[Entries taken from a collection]
——
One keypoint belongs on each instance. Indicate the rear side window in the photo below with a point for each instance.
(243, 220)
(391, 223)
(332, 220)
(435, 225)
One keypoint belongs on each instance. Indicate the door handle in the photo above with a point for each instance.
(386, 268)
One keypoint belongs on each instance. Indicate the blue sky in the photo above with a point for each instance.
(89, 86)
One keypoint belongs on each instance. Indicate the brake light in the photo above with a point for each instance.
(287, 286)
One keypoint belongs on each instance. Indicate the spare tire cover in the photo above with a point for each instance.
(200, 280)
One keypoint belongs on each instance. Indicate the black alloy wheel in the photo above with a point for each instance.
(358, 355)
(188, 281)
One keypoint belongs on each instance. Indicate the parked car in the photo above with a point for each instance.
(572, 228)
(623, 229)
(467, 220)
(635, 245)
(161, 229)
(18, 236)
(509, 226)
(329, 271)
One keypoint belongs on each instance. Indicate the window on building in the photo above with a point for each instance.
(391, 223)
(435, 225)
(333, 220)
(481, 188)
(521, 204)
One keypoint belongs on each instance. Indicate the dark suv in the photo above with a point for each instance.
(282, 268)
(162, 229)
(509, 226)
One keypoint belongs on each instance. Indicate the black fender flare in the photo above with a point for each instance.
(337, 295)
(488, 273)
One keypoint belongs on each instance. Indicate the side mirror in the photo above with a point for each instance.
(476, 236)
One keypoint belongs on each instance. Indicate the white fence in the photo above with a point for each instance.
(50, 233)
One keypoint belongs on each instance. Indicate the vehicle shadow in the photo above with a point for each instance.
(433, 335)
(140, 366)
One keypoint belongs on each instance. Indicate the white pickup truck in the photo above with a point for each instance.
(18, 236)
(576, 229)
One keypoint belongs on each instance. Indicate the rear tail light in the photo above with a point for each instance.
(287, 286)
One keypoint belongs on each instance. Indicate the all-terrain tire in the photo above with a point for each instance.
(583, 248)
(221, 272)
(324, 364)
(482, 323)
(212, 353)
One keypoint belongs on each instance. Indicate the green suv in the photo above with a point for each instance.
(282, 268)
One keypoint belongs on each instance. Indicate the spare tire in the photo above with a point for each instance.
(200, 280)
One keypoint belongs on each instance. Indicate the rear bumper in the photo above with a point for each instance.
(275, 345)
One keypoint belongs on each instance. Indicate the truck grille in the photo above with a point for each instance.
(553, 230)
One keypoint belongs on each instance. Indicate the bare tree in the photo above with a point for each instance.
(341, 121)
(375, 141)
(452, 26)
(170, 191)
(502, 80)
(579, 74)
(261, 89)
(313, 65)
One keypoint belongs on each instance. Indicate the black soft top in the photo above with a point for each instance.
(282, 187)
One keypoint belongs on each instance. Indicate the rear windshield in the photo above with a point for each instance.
——
## Task to complete
Output each record above exactly, omitting nothing.

## Exercise answer
One keypoint belongs on each instance. Indicate the rear side window in the photo below with a point for each instance.
(243, 220)
(391, 223)
(332, 220)
(435, 225)
One keypoint belongs on each instance. Indicate the door handle in the photo above with a point for each instance.
(386, 268)
One keypoint belongs on each instance. Indicate the blue sky in the photo above with a point for each instance.
(89, 86)
One keypoint belongs on each instance. Indicate the brake light in the photo above with a point for each instance.
(287, 286)
One keypoint belongs on each instance. Indicate the spare tire cover in the photo above with a point for each instance.
(200, 280)
One keypoint belongs on each instance. Indicate the black alloy wheel in the photo above with a point for each instance.
(358, 355)
(188, 281)
One keypoint belongs on each instance. Indicate the parked car in the photo above with a point for each instance.
(572, 228)
(623, 229)
(467, 220)
(635, 245)
(161, 229)
(18, 236)
(509, 226)
(329, 271)
One keypoint belongs on each instance. Indicate the window on building in the photo above with a point for each instance.
(391, 223)
(435, 225)
(333, 220)
(481, 188)
(521, 204)
One keypoint belongs on each instance. Indicate the dark suv in the photo above with a point for each instance.
(282, 268)
(162, 229)
(509, 226)
One keypoint belongs on each instance. Indicate the black fender flare in the photo above with a point for each instance.
(337, 295)
(488, 273)
One keypoint belongs on each instance. Indicate the side mirror in the photo above with a point for each instance.
(476, 236)
One keypoint belongs on each instance. Indicate the white fence in the photo above with a point for each instance.
(50, 233)
One keypoint belongs on each instance. Indicate the vehicle shadow in the photo above with a point for each instance.
(433, 335)
(140, 366)
One keypoint belongs on each instance. Indicate the white pickup truck in the photo above with a point for each instance.
(18, 236)
(576, 229)
One keypoint belongs on each instance. Indicate the rear tail light in the photo above with a point for each instance.
(287, 286)
One keypoint belongs on each instance. Indicate the all-terrain tire in the photo above with a point for each instance.
(583, 248)
(221, 272)
(324, 364)
(482, 323)
(212, 353)
One keypoint belongs on each instance. Indicate the green suv in the photo above with a point for each instance.
(282, 268)
One keypoint belongs on each instance. Indicate the spare tire in the photo above with a point for each instance.
(200, 280)
One keypoint belongs on each instance. Indicate the rear bumper in the photo above with a point for each instance.
(275, 345)
One keypoint belongs on each instance. Indicate the truck grille in the photo above with a point for each instance.
(553, 230)
One keypoint belongs on each instance. Indicate the bare tree in the photo above with a point for each instance.
(341, 121)
(375, 141)
(452, 26)
(170, 191)
(502, 80)
(579, 74)
(261, 89)
(313, 65)
One keypoint belongs on each instance. Indicate the black soft top in the photo above with a point for each instance.
(282, 187)
One keypoint belongs on each instance. Indicate the rear windshield in the photo above with a point for each instance.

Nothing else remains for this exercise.